▶ _What is expected_
Resume the mailing-list reply about Courier font rendering in FLTK, carrying it on from its final sentence.

▶ _Selection_
On 31 Jan 2009, at 14:46, cage wrote:
> I am having a strange problem with courier font in fltk (GNU/Linux).
>
> Apparently the appereance of a string rendered on screen with  
> courier (FL_COURIER) do not even resemble the same of
> the standard postscript font, is this ok from the FLTK POV?
>
> Here you can find a comparision (http://www.autistici.org/interzona/ 
> bug.png) the framed strings are, respectively
> helvetica and courier from a screenshot of a fltk app, while the  
> bottom one have been gotten from a generated
> postscript file (helvetica and couriere again via libplot).
>
> This is a big problem when i want to export formatted text because  
> the two font do not share the same height and
> width.
>
> Is this a fltk bug or maybe it is my fault?
>
> Please feel free to ask for more information!

Rendering of fonts on displays is an area that frequently throws up  
difficulties, and there is a long (and often painful!) history of  
people struggling with this. Indeed, one of the reasons PDF is the  
way it is, is because there was such a need for a way to render  
documents so they looked more or less the same wherever they were  
rendered...

▶ _Record extracts_

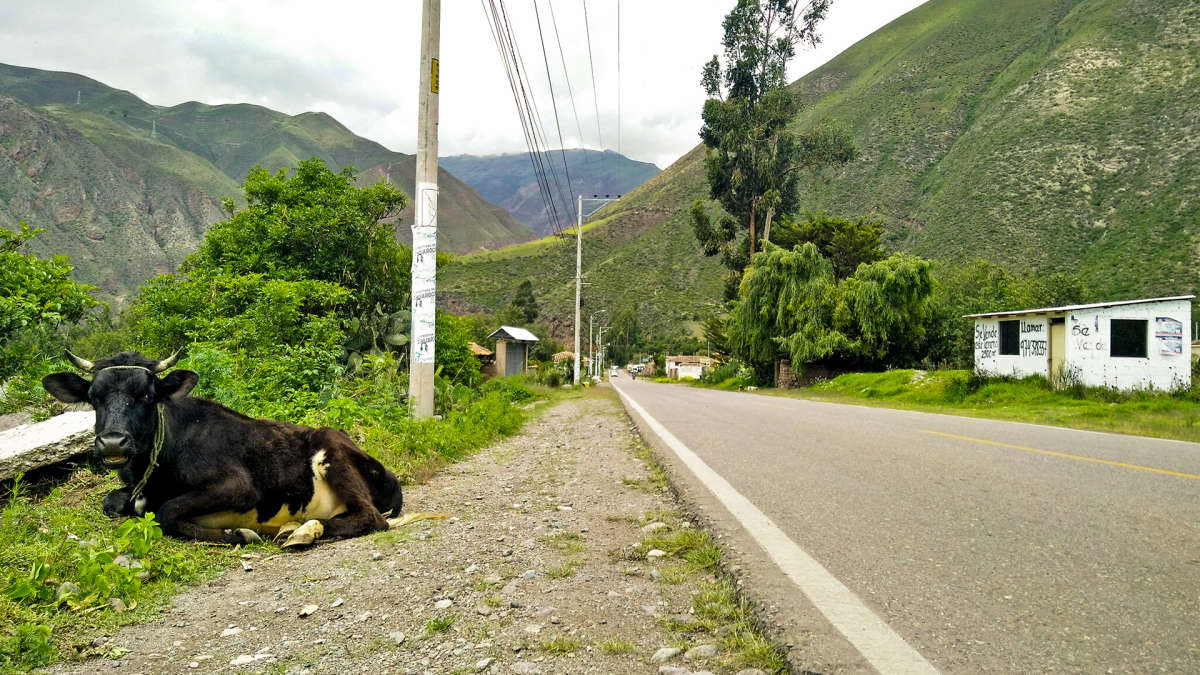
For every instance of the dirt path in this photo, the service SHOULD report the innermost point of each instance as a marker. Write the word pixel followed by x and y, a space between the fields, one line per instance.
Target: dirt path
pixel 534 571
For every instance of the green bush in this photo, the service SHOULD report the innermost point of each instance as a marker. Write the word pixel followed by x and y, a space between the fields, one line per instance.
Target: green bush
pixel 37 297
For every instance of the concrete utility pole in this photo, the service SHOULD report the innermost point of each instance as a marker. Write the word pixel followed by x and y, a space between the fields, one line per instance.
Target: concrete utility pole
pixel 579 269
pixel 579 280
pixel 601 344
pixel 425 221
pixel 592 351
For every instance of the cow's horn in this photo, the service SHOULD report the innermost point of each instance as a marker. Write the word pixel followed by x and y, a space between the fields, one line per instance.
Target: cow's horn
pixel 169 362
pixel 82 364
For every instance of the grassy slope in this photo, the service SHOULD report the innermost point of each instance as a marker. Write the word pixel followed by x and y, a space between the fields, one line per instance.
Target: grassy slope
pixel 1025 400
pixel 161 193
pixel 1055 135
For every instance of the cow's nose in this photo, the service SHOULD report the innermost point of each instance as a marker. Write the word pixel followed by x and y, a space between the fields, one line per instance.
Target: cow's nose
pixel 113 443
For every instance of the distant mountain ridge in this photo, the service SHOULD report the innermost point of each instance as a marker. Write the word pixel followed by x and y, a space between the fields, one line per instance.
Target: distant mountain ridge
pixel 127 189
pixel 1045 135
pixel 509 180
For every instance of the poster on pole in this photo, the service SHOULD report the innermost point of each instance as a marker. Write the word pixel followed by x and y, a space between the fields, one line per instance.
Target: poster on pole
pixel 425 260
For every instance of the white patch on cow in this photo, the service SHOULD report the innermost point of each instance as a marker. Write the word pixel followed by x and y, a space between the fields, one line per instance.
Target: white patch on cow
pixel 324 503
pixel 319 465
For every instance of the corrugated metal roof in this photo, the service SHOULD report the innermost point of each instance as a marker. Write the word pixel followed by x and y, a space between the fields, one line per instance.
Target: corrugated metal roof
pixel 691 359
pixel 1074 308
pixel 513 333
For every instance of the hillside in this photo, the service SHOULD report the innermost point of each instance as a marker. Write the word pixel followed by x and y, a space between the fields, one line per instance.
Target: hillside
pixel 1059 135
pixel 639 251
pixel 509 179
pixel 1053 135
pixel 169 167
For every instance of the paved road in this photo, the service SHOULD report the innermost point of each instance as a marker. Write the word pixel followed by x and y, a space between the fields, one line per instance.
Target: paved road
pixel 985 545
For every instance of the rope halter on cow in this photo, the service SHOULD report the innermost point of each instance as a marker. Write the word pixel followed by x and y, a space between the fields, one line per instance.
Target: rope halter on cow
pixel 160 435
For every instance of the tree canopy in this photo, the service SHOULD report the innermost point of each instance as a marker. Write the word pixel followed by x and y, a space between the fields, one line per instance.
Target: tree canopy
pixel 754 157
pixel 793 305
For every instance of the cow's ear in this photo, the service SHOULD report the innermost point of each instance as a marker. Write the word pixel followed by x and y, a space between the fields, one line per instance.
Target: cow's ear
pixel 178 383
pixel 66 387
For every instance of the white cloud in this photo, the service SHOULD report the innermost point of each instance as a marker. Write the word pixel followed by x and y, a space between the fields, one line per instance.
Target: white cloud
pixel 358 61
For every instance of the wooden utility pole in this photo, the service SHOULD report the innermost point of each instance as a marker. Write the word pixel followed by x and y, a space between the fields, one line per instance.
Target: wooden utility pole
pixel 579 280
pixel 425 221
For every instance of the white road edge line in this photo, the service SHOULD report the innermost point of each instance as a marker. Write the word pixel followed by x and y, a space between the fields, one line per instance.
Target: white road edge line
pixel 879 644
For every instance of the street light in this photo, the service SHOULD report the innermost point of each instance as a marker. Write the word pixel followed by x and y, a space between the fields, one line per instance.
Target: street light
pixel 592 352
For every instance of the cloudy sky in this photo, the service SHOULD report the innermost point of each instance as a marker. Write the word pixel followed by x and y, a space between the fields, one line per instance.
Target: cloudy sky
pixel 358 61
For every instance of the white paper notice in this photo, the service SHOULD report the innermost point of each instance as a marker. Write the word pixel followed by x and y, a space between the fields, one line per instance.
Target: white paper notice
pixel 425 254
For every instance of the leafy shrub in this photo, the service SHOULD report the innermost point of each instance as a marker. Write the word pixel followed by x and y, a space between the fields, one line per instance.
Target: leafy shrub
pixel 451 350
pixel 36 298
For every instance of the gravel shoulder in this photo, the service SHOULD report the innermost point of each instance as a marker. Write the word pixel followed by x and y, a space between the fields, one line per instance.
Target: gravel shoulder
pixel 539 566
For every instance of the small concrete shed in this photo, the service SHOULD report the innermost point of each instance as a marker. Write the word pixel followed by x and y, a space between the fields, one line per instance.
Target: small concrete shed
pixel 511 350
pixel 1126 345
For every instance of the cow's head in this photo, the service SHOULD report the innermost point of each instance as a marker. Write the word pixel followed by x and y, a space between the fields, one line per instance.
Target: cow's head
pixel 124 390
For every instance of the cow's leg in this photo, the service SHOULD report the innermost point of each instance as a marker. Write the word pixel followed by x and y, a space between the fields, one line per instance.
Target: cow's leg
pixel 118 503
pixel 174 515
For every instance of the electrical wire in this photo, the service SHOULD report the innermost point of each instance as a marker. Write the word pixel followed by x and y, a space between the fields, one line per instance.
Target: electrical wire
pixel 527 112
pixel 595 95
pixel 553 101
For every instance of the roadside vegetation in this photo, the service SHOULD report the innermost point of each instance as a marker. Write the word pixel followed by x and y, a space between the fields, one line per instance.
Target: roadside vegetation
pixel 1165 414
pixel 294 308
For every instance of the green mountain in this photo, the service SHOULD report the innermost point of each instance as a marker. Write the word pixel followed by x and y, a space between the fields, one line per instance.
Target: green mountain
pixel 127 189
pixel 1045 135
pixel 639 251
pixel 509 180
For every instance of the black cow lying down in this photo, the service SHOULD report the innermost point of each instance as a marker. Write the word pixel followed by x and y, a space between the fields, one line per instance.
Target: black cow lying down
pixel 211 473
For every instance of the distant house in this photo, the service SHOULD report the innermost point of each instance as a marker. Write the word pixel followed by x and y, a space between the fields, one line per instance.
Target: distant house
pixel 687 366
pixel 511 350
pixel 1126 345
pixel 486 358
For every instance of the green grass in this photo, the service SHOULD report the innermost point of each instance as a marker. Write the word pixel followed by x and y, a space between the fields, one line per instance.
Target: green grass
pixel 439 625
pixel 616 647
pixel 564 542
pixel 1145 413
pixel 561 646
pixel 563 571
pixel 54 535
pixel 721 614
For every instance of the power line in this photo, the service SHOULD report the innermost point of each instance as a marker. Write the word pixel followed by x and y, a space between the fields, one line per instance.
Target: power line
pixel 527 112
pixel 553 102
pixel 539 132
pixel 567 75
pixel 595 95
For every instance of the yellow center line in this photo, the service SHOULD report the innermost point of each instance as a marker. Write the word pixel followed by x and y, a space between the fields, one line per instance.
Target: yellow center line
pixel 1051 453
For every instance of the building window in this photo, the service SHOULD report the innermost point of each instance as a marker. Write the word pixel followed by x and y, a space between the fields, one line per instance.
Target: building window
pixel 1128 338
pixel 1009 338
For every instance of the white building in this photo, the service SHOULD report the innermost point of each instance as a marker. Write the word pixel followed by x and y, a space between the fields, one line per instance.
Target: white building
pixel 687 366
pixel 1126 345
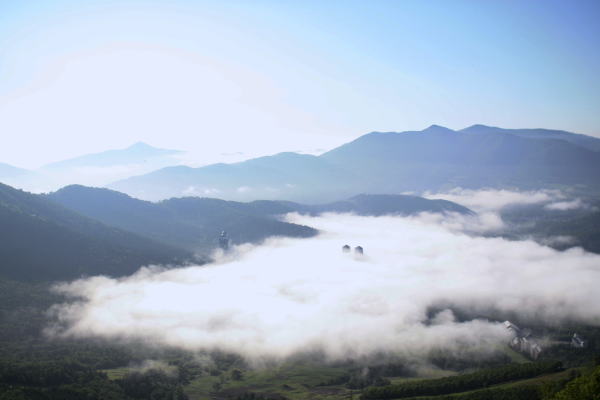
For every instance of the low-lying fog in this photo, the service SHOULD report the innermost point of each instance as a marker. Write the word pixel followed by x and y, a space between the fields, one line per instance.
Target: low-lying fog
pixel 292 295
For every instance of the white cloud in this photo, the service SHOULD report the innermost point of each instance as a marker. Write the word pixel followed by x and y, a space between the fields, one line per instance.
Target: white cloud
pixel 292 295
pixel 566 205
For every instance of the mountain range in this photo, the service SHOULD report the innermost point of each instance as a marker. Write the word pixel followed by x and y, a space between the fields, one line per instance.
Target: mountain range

* * *

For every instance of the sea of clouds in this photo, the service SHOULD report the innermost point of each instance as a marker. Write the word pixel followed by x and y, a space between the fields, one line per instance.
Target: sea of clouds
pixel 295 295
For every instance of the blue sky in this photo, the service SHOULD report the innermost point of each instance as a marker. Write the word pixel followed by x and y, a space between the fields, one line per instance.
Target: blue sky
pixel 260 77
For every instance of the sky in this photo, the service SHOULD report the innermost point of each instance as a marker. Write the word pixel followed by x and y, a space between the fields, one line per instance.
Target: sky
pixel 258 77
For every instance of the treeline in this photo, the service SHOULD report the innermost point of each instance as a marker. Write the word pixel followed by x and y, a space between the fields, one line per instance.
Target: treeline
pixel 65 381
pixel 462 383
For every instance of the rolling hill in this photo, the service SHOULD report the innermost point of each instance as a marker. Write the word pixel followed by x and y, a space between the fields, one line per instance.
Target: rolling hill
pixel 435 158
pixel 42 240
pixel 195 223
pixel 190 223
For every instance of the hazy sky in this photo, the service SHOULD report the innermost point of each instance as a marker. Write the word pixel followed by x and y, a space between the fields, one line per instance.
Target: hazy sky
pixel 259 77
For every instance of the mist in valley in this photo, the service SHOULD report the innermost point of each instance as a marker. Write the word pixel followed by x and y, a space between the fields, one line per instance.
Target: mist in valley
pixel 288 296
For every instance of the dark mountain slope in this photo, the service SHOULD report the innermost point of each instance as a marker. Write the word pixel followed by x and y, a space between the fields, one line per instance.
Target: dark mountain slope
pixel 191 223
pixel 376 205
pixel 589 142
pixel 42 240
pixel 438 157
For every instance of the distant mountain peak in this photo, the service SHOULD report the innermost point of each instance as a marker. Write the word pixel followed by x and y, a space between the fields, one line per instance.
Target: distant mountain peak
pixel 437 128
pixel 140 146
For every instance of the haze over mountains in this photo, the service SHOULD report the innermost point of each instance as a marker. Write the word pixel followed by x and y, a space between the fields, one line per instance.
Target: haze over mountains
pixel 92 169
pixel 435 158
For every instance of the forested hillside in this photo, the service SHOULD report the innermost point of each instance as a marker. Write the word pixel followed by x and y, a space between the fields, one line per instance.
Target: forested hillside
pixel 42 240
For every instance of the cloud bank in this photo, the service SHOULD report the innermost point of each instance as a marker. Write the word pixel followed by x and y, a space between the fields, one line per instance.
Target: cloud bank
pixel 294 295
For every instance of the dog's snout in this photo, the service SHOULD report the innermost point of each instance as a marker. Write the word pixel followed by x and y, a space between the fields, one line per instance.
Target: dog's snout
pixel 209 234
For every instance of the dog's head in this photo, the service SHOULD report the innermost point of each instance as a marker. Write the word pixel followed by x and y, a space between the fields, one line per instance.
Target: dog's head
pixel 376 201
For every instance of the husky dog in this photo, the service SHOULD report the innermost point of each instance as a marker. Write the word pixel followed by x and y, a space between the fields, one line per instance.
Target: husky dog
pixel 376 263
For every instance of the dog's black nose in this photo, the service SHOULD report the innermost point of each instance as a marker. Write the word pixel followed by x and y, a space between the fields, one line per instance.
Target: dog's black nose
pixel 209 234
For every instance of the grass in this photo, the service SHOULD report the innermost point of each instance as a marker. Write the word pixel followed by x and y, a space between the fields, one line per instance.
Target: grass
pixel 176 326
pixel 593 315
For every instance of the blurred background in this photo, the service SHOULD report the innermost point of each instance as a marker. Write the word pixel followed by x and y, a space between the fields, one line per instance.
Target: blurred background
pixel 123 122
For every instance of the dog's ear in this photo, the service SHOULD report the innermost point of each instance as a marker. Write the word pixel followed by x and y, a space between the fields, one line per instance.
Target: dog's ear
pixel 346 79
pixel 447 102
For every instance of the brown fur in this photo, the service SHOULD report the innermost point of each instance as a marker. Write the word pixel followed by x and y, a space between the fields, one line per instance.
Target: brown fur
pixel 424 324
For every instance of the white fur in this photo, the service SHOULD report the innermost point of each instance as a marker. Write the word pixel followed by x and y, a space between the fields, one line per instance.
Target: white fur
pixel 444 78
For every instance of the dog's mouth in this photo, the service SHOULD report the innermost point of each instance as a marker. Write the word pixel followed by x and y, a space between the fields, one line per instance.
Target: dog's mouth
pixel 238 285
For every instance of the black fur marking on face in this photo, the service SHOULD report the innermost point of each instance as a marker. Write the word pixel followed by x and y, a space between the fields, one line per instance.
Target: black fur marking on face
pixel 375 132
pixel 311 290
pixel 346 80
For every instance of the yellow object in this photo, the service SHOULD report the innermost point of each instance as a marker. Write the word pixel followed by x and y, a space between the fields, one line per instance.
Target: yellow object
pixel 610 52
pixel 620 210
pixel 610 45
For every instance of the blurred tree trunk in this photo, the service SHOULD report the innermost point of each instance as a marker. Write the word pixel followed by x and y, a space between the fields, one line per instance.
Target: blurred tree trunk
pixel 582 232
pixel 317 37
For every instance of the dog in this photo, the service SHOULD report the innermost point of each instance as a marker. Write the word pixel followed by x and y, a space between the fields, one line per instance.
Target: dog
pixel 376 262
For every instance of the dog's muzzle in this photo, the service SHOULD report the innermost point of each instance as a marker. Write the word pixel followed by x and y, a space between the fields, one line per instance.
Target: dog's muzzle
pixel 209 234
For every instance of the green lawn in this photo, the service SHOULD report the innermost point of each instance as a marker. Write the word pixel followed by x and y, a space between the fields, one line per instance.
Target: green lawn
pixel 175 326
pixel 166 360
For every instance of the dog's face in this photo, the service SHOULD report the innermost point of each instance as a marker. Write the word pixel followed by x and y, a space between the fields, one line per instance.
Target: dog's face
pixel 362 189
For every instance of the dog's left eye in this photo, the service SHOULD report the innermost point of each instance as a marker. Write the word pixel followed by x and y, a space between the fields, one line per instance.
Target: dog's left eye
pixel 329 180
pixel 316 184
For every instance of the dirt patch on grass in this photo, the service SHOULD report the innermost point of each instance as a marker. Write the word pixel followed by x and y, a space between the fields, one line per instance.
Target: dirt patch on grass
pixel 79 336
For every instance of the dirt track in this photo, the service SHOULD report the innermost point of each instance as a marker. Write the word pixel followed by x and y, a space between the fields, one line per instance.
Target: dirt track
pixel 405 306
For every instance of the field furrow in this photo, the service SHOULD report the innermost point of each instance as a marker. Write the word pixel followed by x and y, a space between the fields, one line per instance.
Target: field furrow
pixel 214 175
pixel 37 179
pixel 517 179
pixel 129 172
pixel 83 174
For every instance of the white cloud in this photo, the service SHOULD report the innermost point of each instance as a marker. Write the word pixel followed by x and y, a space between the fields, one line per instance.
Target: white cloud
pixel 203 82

...

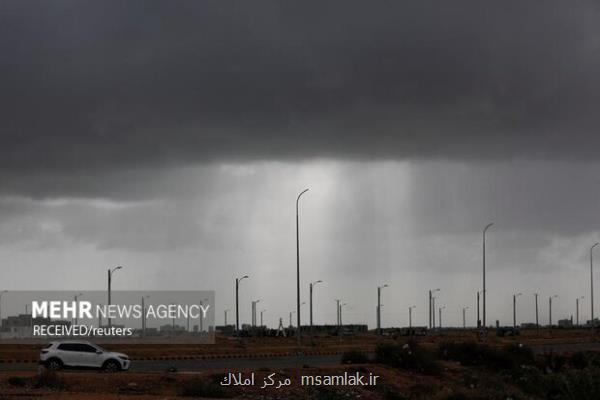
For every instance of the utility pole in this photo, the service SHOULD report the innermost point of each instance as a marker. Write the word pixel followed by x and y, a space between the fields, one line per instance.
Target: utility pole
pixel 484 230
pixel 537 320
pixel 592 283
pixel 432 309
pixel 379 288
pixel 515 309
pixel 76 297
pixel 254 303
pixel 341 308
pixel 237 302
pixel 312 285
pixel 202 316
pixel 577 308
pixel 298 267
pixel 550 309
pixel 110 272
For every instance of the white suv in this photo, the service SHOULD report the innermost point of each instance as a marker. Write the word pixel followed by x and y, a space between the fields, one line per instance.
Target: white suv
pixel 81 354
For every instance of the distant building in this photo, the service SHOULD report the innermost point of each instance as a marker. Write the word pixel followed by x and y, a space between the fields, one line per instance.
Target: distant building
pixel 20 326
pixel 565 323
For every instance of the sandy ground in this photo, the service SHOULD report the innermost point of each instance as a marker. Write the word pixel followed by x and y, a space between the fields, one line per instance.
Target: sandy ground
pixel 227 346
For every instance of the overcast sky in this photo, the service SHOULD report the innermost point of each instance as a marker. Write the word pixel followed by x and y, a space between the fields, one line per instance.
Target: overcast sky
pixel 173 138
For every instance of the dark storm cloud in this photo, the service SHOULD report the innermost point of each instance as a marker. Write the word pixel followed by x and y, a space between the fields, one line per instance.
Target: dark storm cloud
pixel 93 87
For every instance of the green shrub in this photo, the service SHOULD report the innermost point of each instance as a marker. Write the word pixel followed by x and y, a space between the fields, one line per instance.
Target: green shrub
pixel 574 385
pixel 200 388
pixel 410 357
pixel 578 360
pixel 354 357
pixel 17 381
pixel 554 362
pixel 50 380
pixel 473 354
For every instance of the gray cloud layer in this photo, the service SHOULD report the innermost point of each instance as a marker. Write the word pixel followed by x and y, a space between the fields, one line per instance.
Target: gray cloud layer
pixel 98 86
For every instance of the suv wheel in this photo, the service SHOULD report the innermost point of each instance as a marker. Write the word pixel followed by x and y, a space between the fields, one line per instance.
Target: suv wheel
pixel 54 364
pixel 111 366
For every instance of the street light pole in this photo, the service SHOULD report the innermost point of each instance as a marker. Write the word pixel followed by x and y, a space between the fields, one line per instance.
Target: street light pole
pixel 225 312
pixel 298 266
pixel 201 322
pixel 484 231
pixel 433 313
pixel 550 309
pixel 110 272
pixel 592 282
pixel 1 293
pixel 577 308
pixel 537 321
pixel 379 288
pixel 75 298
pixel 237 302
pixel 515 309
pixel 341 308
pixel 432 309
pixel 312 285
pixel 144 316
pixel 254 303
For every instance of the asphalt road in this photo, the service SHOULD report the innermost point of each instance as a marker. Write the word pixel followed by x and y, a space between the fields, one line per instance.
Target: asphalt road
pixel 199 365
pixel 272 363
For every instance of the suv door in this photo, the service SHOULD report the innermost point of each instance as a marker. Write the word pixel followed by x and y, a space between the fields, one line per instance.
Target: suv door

▶ _Response to this task_
Returning to your question, however:

- What distro are you using?
- Do you know what fonts it actually has installed?
- What font mapping is the font server doing?

- Which version of fltk are you using?
- Is fltk built with XFT support enabled?

Looking at your png, it is clear that the two rendering engines have  
used completely different fonts to render the text in the images.
Consider the two "courier" examples; look at the letter "l", and see  
that the glyphs are quite different. Then observe that the libplot  
version has used a serif font, whereas the fltk version is not.

Similarly, the two Helvetica examples, on close inspection, are  
clearly not the same font at all.

Also, it appears very much as if the libplot version has made an  
attempt at anti-aliasing, whist the fltk version has not (if fltk is  
built with XFT enabled, I would expect it to be anti-aliased too.)

Is this a bug? No, probably not - if you use a catch-all name like  
"courier", the font engine will search through the installed fonts to  
find a font that it thinks is a suitable match, and use that.
However, it is not certain that any two renderer's will make the same  
choice, so you can get quite different results.
If you specify the full name of the font file, to both renderer's,  
you may be able to get results that are more similar.

It is probably worth your while running the fltk font demo from the  
test folder and checking to see which fonts you actually have - you  
may be able to see which one the fltk rendering is falling back on  
when you request "courier", and so forth.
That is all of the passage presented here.